Texto fornecido ▸
################
Suspensão
de posse de ministra não deveria ser questão jurídica
ELOÍSA
MACHADO DE ALMEIDA Professora e Coordenadora
do Supremo em Pauta FGV Direito SP
ESPECIAL PARA A FOLHA
ESPECIAL PARA A FOLHA
09/01/2018
16h10
A decisão liminar que suspendeu a posse de
Cristiane Brasil como ministra usa como fundamento a moralidade administrativa.
Para o juiz, a nomeação de uma pessoa condenada na Justiça do trabalho para o
cargo de ministra do Trabalho não seria razoável; mais do que isso, seria grave
e inconstitucional.
################
Trecho dos dados ▸

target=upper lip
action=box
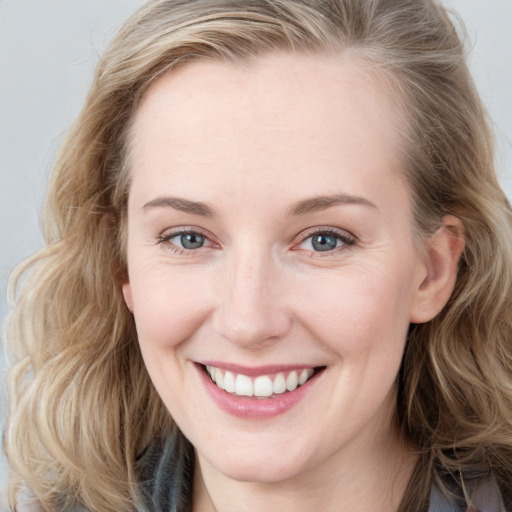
[198,361,319,377]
################
Instruções da tarefa ▸
Verta para o inglês esta frase do texto fornecido: "A decisão liminar que suspendeu a posse de Cristiane Brasil como ministra usa como fundamento a moralidade administrativa."

Resultado final ▸
The preliminary injunction that suspended Cristiane Brasil's swearing-in as minister uses administrative morality as its basis.